General

L’histoire de Gaza est l’histoire d’un abandon

Roberto
Valent, Chronique Palestine, 18 juin 2018

L’économie
de Gaza s’est effondrée, et les habitants ne peuvent rien y changer.
Gaza,
juin 2017 – Le travail des enfants, dans un tel contexte de pénuries et
pauvreté, est devenu un fait bien trop courant – Photo : ActiveStills.org

Les
conditions humanitaires, socio-économiques, politiques et sécuritaires à Gaza
déclinent inexorablement. La grande majorité des deux millions d’habitants de
Gaza sont pris dans un cycle de violence, de pauvreté et de vulnérabilité
omniprésente créé par les décisions et les politiques suivies.

Roberto
Valent est le Représentant spécial de l’Administrateur du Programme
d’assistance au peuple palestinien du PNUD (PNUD / PAPP).
Casser ce
cercle vicieux est un impératif du point de vue des droits de l’homme et une
responsabilité à l’échelle mondiale.
À la
suite du blocus en
cours
, de trois opérations militaires dévastatrices et d’une
division intra-palestinienne, les perspectives de développement de Gaza ont été
largement détruites ces dernières années. L’ensemble de ces raisons ont causé
l’effondrement de l’économie de la bande côtière déjà assiégée, et ont généré
encore plus de vulnérabilité et d’angoisse pour les habitants.

[CONSIGNE]: Reprenez mot pour mot le passage de l'article sur Gaza qui commence à « L’histoire de Gaza » et se termine à « rien y changer. ». Les enregistrements n'interviennent pas dans ce travail.

[DONNÉES FOURNIES]:
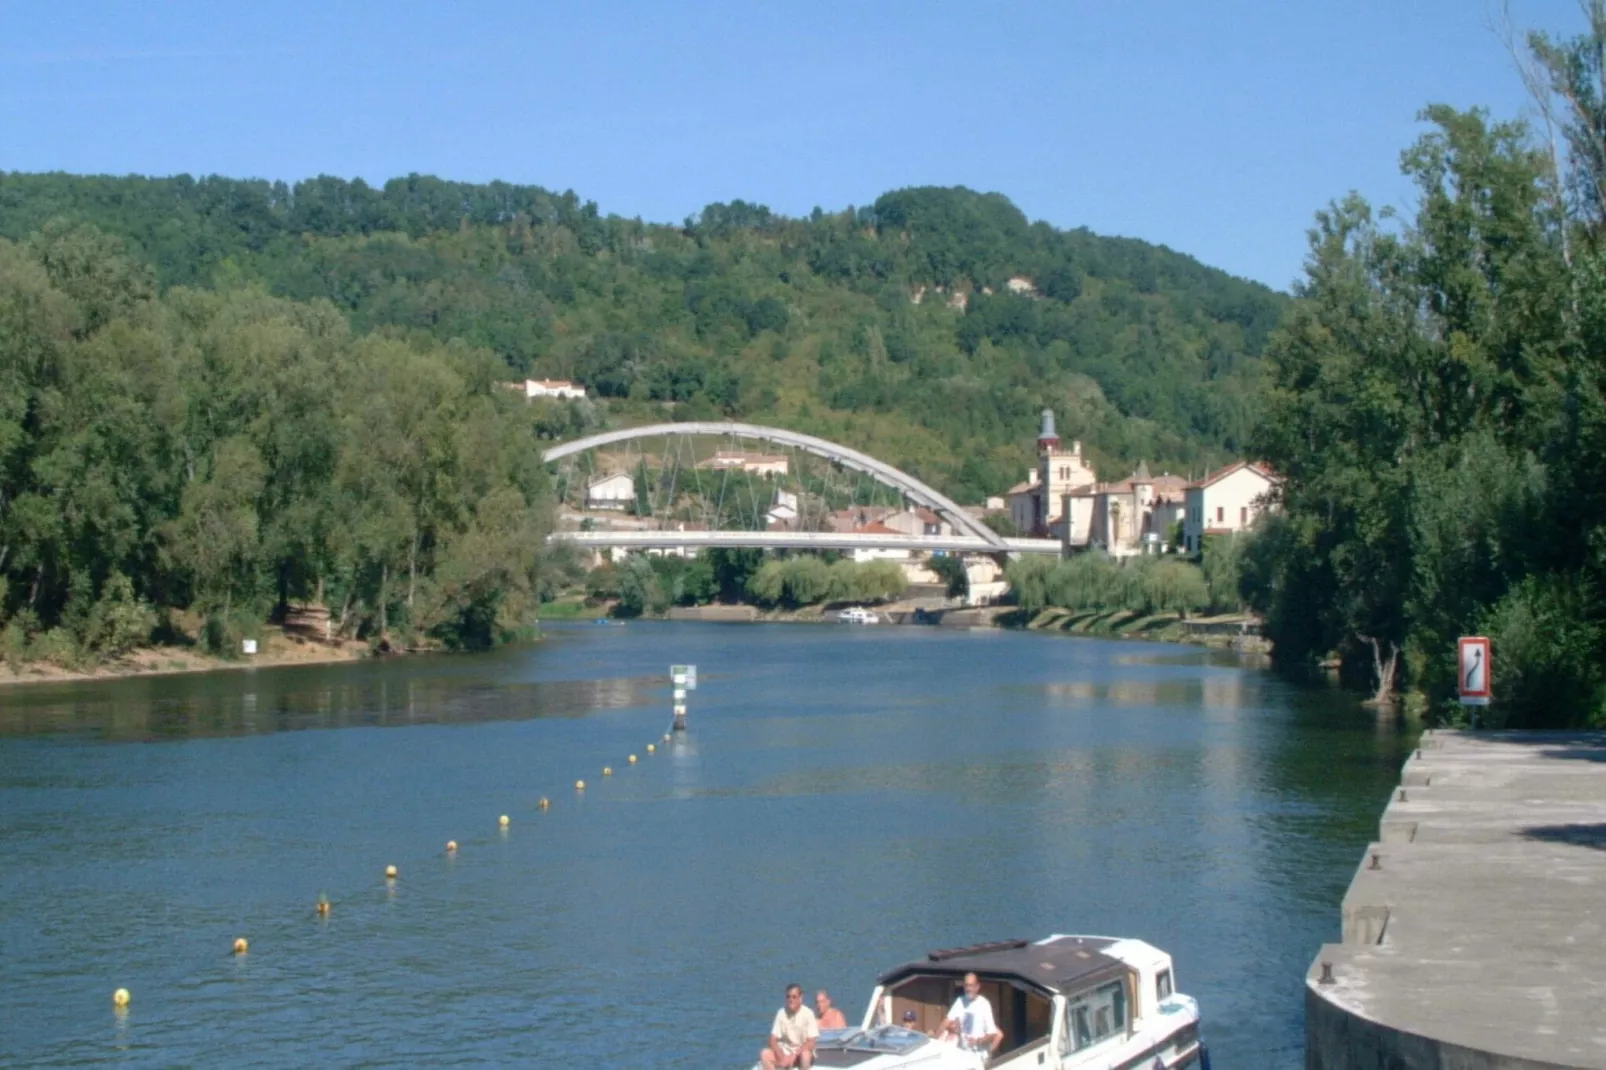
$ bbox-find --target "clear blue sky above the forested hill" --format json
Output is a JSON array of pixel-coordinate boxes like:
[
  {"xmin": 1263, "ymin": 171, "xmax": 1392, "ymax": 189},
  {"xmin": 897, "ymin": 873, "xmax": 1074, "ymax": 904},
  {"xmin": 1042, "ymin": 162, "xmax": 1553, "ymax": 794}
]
[{"xmin": 0, "ymin": 0, "xmax": 1582, "ymax": 288}]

[RÉPONSE]:
L’histoire de Gaza est l’histoire d’un abandon

Roberto
Valent, Chronique Palestine, 18 juin 2018

L’économie
de Gaza s’est effondrée, et les habitants ne peuvent rien y changer.